DOKUMENT
Introduction
Introduction Statistics Contact Development Disclaimer Help
# taz.de -- Rechtsextremismusexperte über Mordfall: „Das ist die Generation …
> Matthias Quent hält den Mord an Politiker Walter Lübcke für eine Zäsur.
> Er warnt, dass sich terroristische Strukturen weiterentwickeln könnten.
Bild: Mit Gewalt erfolgreich Politik machen: Neonazi in Rostock-Lichtenhagen, 2…
taz: Herr Quent, ein [1][Neonazi steht unter Verdacht], den Kasseler
Regierungspräsidenten Lübcke erschossen zu haben. Haben wir es hier mit
einer neuen Qualität des Rechtsterrorismus zu tun?
Matthias Quent: Wenn das alles so stimmt, wonach es derzeit aussieht, dann
haben wir den ersten vollendeten Mordanschlag auf einen Politiker durch
radikale Rechte seit 1945. Das ist eine neue Dimension. Gleichzeitig war
der Rechtsextremismus auch vorher schon tödlich. Die Gefahr betraf aber
eher Migranten, Obdachlose, Geflüchtete, Linke. Die Zäsur betrifft also das
Opfer, nicht die Gewalttätigkeit.
Noch gibt es nach Aussage des Generalbundesanwalts keine Anhaltspunkte für
eine rechtsterroristische Vereinigung, schnell ist wieder von einem
möglichen Einzeltäter die Rede. Was halten Sie davon?

AUFGEFÜHRTE DATENSÄTZE
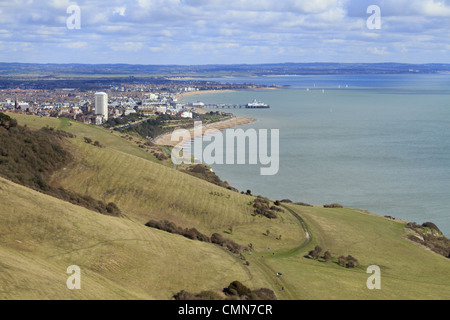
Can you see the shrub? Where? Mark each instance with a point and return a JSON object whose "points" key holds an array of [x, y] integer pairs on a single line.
{"points": [[87, 140], [327, 256], [431, 225], [7, 122], [262, 207], [303, 204], [262, 294], [333, 205], [236, 288], [348, 262]]}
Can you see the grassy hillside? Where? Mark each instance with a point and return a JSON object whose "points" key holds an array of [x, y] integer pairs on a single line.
{"points": [[407, 270], [41, 236], [125, 259]]}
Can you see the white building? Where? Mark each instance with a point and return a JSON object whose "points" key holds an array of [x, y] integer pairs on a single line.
{"points": [[101, 105], [186, 115]]}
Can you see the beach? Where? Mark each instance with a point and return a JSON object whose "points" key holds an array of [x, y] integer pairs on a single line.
{"points": [[166, 139], [234, 121]]}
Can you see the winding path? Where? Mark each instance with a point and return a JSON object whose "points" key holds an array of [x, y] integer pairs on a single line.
{"points": [[285, 291]]}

AUFGABENSTELLUNG
Gib die Passage des Interviews von „Bild: Mit Gewalt“ bis „halten Sie davon?“ wortgetreu wieder.

LÖSUNG
Bild: Mit Gewalt erfolgreich Politik machen: Neonazi in Rostock-Lichtenhagen, 2…
taz: Herr Quent, ein [1][Neonazi steht unter Verdacht], den Kasseler
Regierungspräsidenten Lübcke erschossen zu haben. Haben wir es hier mit
einer neuen Qualität des Rechtsterrorismus zu tun?
Matthias Quent: Wenn das alles so stimmt, wonach es derzeit aussieht, dann
haben wir den ersten vollendeten Mordanschlag auf einen Politiker durch
radikale Rechte seit 1945. Das ist eine neue Dimension. Gleichzeitig war
der Rechtsextremismus auch vorher schon tödlich. Die Gefahr betraf aber
eher Migranten, Obdachlose, Geflüchtete, Linke. Die Zäsur betrifft also das
Opfer, nicht die Gewalttätigkeit.
Noch gibt es nach Aussage des Generalbundesanwalts keine Anhaltspunkte für
eine rechtsterroristische Vereinigung, schnell ist wieder von einem
möglichen Einzeltäter die Rede. Was halten Sie davon?